● EXTRACTED INFORMATION
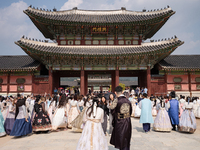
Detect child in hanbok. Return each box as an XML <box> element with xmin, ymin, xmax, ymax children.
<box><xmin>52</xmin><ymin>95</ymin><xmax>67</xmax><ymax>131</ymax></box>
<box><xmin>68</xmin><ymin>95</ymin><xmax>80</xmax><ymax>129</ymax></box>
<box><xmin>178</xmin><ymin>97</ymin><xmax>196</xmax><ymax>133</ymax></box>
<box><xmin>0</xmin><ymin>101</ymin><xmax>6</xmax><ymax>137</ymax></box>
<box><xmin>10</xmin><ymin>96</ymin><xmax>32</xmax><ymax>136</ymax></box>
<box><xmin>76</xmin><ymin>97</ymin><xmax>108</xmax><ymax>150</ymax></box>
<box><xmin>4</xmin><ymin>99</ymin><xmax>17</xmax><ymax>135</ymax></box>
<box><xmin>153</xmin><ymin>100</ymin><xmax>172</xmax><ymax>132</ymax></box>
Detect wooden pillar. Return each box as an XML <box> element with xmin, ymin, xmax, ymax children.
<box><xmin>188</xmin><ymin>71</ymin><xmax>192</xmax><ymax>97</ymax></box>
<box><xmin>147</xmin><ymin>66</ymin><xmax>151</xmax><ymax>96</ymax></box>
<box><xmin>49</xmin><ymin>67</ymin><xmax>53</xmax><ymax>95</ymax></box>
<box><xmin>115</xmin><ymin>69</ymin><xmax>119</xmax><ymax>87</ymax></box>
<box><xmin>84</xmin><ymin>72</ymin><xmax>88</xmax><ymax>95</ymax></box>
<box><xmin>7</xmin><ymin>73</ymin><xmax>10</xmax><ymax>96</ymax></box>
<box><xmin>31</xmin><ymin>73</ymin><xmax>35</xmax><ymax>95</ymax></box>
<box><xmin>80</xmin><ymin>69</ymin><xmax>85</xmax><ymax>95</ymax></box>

● WHAT TO WORK ON
Which lines of the listing above contain the word "Detect"? Report each of those lines in full.

● OUTPUT
Detect child in hanbok. Return each box as an XML <box> element with xmin, ymin, xmax, ymax children.
Detect wooden pillar. Return each box as an XML <box> element with xmin, ymin, xmax, ymax children.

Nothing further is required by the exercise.